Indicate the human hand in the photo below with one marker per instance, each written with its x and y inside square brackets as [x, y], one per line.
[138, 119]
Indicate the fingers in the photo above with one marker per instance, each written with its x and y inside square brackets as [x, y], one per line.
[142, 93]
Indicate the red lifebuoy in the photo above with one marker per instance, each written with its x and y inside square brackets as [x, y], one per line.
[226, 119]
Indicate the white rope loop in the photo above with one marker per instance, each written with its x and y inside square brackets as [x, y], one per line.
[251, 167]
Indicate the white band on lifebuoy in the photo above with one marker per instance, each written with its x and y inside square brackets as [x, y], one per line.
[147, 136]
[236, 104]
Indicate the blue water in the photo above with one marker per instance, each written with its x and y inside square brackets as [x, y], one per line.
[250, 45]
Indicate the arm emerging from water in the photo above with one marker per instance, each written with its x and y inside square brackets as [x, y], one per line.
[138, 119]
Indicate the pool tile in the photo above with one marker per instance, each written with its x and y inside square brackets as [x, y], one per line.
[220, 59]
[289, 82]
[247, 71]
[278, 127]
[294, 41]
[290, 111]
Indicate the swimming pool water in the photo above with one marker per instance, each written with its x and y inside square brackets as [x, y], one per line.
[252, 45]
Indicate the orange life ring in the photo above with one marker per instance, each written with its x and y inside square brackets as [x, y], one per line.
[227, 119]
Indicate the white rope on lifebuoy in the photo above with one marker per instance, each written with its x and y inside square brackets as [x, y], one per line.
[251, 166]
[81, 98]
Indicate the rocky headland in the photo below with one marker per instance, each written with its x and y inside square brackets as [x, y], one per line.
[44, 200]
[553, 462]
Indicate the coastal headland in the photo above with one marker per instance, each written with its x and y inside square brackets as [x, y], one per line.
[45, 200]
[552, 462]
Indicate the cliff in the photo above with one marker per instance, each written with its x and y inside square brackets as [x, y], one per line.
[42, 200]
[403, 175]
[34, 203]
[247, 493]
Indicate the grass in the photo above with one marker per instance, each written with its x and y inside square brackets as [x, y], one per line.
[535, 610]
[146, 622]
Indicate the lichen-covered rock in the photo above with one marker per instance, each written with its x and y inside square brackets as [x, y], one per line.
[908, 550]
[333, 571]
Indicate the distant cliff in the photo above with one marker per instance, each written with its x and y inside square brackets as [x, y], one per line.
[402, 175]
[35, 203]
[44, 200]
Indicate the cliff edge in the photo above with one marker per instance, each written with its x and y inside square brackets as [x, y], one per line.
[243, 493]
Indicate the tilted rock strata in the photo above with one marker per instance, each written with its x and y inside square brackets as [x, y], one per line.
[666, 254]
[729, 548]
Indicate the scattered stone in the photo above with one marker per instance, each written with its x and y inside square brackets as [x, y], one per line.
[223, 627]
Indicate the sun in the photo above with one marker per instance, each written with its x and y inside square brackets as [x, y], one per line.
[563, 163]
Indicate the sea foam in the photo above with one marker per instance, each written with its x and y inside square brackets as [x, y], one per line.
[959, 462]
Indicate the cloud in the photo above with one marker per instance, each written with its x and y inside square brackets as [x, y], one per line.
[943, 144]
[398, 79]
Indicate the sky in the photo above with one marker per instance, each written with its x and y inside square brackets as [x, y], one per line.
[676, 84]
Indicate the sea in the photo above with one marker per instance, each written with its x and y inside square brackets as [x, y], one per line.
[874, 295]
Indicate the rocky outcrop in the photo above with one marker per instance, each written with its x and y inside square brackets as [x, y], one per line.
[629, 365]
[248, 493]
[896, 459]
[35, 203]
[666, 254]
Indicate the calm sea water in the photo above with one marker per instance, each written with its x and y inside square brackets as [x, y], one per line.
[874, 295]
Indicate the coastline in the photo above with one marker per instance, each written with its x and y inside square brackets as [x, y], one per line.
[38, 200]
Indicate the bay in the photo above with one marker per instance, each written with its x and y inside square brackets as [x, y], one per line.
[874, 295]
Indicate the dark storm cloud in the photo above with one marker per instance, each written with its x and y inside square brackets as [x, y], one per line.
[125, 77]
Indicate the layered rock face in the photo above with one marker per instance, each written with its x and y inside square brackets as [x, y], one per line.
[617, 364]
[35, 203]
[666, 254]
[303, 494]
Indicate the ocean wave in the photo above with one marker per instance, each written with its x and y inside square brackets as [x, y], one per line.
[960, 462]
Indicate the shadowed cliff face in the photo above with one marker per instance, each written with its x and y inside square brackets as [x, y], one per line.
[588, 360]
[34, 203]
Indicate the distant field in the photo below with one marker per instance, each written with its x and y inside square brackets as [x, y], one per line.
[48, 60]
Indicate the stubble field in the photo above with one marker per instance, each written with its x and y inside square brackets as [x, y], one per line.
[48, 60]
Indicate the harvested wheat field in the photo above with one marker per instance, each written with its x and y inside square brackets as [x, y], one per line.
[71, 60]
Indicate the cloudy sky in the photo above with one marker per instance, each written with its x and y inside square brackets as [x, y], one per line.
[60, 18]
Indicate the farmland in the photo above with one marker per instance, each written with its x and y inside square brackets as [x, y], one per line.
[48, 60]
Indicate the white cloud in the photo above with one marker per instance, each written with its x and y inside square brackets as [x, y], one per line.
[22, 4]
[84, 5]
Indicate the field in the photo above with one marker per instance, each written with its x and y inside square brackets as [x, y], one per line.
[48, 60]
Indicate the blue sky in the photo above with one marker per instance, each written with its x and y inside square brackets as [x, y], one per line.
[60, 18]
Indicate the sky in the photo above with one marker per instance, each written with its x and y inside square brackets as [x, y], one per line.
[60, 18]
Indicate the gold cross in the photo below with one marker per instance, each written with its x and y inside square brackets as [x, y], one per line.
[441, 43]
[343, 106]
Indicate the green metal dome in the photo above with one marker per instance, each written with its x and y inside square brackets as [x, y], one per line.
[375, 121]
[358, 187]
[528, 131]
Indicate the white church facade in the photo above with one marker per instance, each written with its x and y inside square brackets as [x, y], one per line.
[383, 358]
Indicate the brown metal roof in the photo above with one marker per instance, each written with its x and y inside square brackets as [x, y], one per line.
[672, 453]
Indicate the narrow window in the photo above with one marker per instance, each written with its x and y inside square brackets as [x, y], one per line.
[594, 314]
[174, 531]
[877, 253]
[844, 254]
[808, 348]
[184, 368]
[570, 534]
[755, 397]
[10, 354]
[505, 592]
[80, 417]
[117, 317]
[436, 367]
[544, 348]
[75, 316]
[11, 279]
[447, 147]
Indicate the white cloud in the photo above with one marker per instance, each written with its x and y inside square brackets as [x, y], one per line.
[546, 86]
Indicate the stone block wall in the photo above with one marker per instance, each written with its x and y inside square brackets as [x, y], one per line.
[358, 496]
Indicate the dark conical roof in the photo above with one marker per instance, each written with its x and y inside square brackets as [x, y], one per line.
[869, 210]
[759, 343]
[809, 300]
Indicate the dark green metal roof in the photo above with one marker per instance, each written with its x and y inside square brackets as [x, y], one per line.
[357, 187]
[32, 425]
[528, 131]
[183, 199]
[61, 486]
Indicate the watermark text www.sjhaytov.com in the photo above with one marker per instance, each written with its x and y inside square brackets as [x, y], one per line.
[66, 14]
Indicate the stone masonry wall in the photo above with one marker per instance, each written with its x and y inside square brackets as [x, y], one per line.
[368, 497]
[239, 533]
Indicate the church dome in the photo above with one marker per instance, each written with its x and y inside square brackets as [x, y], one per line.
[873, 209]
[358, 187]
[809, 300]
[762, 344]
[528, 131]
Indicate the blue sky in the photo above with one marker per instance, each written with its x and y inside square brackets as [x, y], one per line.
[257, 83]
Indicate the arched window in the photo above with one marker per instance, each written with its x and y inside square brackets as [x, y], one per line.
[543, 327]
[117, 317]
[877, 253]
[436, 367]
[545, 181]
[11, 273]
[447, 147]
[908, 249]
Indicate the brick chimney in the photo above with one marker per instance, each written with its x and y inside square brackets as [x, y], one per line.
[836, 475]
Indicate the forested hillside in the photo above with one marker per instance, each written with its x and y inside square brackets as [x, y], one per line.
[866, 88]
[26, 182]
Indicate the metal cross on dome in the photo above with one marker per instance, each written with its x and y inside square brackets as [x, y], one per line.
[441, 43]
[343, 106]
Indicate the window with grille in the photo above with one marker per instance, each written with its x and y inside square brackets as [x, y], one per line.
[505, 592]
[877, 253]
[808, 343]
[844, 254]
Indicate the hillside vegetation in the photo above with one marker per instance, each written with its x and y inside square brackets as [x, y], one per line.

#### Your instructions:
The line containing "Indicate the forested" and every line after it, through the end of the records, should be repeated exactly and alone.

#### Answer to the exercise:
Indicate the forested hillside in the photo above with one marker per instance, each written with its x and y inside square brackets as [x, y], one per line.
[866, 88]
[26, 182]
Indicate the metal cross on dome in the photo above with one marker per instance, each written with its x and y inside square brackets as [x, y], one per line.
[441, 43]
[343, 106]
Indicate the window with grille in the photo above with one marker per instance, each written with its x and y inside square brackets as [x, y], one per line.
[505, 592]
[877, 253]
[808, 343]
[844, 254]
Indicate the hillside vegetation in the photo above with one marker per instance, each written with its x and y inside square brackets as [x, y], one per line.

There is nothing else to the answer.